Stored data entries

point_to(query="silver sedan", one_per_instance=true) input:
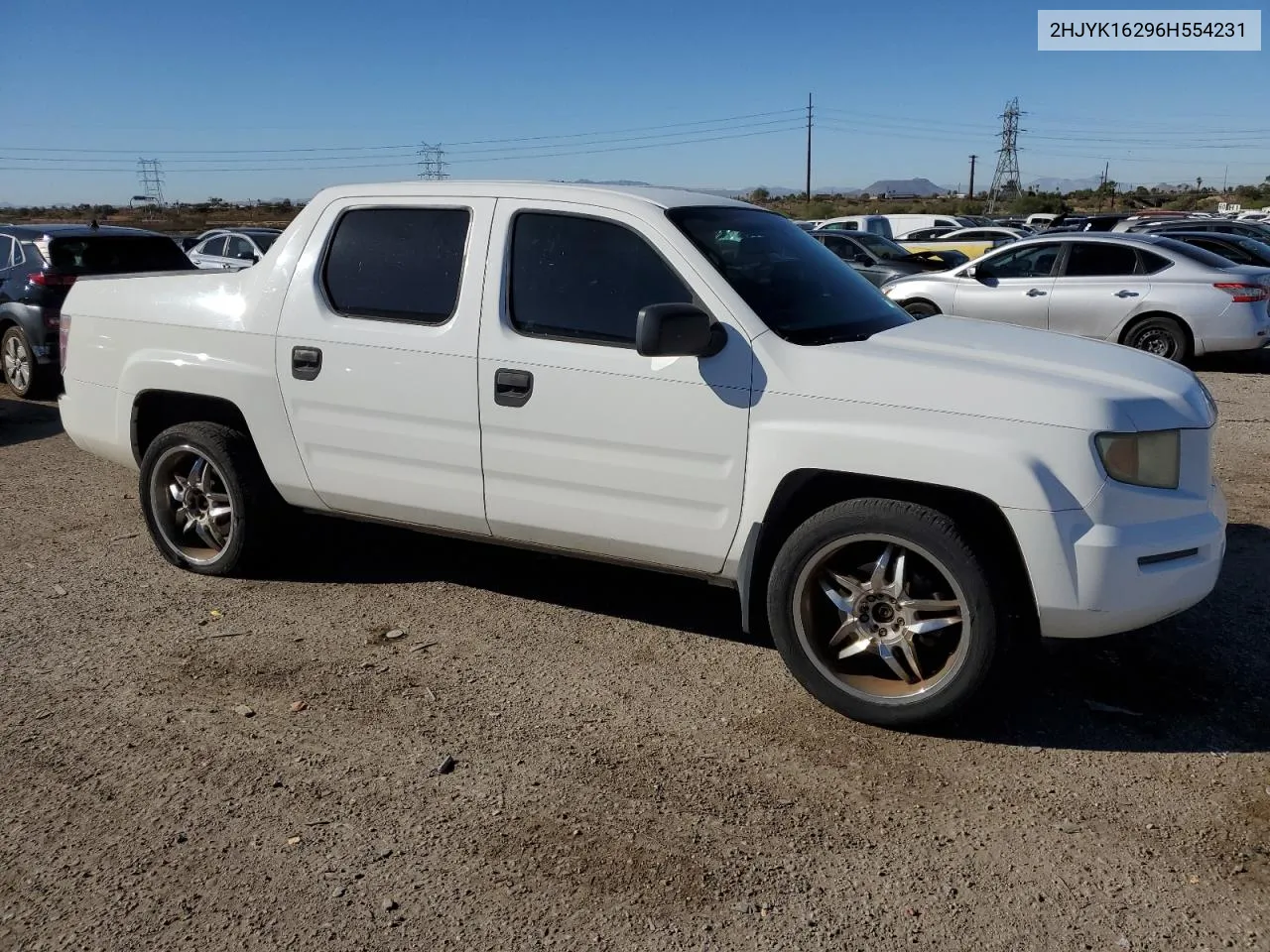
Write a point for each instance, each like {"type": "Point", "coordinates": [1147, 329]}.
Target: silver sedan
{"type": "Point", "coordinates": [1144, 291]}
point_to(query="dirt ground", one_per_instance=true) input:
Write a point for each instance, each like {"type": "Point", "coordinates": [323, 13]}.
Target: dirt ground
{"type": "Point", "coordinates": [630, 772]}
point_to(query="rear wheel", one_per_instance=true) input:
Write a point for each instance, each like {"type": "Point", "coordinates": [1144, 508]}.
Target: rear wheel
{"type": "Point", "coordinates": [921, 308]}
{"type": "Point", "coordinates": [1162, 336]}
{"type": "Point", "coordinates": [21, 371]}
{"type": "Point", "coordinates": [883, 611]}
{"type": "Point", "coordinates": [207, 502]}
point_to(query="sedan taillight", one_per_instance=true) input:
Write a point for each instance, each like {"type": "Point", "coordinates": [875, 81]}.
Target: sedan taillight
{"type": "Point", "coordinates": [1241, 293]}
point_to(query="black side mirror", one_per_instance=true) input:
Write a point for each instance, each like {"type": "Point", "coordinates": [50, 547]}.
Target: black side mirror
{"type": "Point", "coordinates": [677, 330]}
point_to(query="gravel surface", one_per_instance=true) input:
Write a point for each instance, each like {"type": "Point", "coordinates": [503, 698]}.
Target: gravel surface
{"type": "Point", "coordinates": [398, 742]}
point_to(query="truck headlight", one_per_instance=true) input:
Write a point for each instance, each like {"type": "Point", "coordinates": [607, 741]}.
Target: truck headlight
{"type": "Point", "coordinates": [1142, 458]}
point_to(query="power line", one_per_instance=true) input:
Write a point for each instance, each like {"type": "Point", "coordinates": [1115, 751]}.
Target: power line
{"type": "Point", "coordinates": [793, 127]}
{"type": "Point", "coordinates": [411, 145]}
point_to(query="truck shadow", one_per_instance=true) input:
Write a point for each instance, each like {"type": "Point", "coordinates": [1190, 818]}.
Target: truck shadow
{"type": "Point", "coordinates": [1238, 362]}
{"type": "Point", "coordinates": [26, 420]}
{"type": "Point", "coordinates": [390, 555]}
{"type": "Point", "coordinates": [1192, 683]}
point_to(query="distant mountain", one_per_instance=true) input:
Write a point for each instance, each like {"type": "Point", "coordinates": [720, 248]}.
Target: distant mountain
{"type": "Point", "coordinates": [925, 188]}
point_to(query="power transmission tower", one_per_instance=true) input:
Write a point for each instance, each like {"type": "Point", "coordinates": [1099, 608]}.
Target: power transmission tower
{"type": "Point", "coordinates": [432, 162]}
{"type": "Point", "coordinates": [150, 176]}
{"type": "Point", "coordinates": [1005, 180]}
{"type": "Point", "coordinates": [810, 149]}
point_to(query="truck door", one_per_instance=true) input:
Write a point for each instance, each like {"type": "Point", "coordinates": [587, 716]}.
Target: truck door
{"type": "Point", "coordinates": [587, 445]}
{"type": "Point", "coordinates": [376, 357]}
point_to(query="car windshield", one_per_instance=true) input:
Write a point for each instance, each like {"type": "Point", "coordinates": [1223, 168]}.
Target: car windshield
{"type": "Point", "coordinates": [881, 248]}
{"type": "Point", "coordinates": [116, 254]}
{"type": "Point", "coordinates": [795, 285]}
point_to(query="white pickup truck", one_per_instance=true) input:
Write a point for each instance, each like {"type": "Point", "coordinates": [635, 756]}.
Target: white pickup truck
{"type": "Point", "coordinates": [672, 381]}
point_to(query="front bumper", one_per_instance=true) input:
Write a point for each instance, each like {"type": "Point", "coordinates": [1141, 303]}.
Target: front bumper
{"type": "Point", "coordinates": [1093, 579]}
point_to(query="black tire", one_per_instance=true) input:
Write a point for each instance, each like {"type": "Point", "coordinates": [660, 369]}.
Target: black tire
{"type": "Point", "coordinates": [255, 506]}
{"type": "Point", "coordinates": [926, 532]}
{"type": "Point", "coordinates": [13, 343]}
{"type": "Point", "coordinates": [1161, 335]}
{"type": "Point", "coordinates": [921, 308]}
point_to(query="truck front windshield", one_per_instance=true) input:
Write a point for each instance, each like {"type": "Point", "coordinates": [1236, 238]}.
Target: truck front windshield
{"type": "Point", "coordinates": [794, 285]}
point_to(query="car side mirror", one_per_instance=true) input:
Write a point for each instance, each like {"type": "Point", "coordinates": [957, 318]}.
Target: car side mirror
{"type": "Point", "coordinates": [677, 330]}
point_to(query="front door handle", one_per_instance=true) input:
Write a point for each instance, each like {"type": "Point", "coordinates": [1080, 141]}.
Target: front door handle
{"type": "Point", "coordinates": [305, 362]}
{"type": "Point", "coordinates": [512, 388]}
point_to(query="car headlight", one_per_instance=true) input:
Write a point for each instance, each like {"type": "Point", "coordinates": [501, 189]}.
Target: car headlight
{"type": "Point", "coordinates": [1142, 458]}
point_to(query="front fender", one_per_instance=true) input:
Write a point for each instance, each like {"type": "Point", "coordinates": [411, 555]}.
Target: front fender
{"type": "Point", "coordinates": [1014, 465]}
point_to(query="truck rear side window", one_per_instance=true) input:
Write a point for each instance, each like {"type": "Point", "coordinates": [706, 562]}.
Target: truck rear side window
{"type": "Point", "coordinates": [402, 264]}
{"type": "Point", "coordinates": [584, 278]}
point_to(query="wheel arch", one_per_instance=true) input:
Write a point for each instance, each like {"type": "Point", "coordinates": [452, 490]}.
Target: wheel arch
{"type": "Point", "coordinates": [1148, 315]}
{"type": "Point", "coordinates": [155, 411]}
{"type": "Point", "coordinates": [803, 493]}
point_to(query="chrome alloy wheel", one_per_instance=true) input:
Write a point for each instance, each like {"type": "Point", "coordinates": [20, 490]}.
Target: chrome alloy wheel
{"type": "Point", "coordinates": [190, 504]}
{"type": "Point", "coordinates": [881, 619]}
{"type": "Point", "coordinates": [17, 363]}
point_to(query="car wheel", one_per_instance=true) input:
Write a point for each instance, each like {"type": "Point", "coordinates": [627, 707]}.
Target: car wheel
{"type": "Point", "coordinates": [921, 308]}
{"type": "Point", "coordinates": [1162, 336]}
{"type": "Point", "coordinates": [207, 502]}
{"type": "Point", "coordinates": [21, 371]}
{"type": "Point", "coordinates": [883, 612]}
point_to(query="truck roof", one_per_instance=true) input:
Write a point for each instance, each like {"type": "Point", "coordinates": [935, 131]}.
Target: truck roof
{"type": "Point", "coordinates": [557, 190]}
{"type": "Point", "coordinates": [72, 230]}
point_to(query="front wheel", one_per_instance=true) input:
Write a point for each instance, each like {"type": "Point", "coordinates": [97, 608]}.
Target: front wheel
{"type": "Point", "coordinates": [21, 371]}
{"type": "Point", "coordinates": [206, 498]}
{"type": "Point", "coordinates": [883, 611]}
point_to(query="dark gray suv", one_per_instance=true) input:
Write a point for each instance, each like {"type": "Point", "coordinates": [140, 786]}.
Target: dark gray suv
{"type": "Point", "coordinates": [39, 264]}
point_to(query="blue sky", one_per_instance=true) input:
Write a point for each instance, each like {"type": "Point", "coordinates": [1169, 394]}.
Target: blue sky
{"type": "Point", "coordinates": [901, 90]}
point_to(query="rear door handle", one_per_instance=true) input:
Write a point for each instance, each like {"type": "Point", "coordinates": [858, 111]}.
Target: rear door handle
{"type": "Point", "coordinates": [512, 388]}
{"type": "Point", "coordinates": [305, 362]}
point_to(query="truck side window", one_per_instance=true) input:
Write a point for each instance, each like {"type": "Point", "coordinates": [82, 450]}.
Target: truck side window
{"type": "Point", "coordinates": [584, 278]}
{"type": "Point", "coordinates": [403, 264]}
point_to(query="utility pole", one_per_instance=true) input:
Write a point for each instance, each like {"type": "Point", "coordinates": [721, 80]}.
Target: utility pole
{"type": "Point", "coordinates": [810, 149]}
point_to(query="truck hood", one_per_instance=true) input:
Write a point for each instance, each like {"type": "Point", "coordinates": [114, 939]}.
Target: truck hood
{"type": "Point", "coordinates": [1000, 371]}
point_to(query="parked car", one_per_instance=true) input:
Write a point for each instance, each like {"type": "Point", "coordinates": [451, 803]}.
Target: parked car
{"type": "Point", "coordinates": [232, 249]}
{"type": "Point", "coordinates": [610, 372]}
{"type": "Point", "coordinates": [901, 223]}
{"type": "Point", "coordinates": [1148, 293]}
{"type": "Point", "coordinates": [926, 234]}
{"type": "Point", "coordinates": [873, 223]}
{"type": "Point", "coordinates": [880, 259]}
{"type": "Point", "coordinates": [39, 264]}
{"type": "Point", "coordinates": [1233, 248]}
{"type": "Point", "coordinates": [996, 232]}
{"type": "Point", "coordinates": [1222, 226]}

--

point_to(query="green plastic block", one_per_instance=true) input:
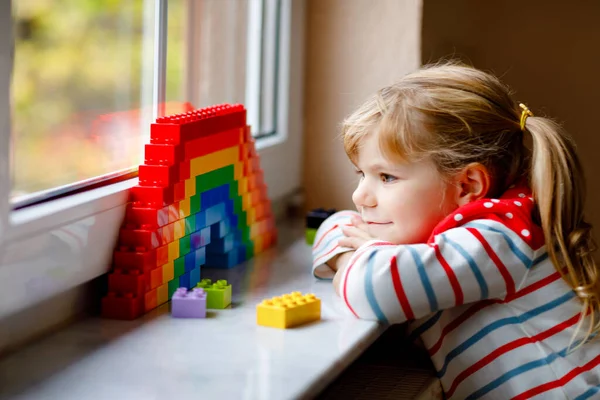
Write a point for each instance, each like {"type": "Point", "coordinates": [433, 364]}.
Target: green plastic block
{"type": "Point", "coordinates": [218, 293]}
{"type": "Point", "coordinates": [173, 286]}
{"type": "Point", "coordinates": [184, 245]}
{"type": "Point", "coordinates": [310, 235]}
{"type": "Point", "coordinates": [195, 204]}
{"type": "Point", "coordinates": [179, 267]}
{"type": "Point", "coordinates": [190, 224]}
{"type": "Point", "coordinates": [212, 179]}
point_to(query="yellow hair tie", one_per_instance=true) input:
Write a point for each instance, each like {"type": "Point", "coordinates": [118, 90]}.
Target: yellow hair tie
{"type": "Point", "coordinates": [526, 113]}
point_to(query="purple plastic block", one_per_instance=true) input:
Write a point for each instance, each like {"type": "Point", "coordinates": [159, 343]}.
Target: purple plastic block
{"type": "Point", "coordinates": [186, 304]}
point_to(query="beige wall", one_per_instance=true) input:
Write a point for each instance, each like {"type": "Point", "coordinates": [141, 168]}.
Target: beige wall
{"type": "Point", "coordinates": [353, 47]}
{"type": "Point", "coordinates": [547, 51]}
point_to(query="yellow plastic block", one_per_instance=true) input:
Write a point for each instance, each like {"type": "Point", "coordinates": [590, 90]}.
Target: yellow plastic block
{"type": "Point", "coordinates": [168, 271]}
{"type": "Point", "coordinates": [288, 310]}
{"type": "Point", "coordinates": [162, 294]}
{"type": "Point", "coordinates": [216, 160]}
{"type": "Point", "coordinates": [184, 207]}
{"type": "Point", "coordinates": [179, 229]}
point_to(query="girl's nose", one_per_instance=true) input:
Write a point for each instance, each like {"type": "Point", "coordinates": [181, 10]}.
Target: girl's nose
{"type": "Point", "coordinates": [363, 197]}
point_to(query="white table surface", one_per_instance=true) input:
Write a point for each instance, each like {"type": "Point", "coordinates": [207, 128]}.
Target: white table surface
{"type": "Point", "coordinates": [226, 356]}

---

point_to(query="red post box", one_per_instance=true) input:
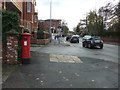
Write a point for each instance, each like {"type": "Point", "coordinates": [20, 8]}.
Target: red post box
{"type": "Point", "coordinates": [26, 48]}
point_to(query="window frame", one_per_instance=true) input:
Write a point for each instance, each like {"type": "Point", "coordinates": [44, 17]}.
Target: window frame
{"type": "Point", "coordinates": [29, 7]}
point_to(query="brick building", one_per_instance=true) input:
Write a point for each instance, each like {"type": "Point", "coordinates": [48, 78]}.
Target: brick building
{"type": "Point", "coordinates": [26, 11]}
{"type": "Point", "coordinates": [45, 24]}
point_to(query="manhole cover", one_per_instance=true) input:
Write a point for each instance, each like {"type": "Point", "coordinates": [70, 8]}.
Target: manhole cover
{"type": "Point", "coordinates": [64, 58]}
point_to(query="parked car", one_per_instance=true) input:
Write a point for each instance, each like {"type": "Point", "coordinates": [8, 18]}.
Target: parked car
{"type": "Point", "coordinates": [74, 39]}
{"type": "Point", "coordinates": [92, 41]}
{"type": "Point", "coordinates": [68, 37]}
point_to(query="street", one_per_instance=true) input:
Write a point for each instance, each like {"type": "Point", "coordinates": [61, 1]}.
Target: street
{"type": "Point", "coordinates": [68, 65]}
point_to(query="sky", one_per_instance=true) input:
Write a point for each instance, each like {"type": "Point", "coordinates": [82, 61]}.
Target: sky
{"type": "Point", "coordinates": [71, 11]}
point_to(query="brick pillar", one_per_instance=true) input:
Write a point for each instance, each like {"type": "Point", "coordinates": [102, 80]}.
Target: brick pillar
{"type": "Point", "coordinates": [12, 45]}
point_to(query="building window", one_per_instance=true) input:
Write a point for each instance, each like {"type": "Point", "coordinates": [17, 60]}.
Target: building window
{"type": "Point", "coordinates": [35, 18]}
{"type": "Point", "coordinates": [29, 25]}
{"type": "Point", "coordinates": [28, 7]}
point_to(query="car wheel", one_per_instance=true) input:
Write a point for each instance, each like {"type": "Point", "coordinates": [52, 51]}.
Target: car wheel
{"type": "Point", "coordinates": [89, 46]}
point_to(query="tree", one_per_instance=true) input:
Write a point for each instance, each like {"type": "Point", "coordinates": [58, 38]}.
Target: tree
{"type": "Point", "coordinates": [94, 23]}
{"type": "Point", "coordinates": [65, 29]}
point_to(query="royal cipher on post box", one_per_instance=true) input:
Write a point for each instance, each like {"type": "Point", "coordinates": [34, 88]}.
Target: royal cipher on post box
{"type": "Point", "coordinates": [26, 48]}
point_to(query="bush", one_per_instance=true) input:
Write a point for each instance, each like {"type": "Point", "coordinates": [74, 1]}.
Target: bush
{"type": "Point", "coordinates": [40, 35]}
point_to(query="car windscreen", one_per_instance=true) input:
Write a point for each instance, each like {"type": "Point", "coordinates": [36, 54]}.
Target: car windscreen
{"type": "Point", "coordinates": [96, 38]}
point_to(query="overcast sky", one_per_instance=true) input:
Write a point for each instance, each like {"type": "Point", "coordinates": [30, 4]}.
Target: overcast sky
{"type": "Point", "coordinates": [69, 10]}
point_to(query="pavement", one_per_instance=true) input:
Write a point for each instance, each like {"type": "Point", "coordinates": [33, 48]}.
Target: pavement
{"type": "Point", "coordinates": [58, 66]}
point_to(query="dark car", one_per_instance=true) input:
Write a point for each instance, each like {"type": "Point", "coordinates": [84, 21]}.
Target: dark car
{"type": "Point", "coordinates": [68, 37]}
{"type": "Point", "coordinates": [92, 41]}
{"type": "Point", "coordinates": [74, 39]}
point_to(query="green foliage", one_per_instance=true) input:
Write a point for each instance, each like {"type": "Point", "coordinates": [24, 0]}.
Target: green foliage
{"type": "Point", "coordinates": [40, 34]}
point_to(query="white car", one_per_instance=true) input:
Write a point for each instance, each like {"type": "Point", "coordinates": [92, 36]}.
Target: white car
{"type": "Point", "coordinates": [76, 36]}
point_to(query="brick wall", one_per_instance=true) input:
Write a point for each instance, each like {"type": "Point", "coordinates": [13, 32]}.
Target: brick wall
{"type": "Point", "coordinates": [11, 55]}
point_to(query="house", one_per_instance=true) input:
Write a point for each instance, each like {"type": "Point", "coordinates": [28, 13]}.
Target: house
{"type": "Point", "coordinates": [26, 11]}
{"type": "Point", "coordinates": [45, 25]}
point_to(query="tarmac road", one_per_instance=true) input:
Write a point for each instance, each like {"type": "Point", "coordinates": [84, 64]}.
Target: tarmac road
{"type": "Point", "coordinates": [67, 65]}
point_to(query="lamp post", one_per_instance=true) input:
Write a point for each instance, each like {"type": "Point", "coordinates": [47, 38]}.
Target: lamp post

** Try it **
What is needed is a single number: how many lines of the data contain the word "lamp".

** Task result **
2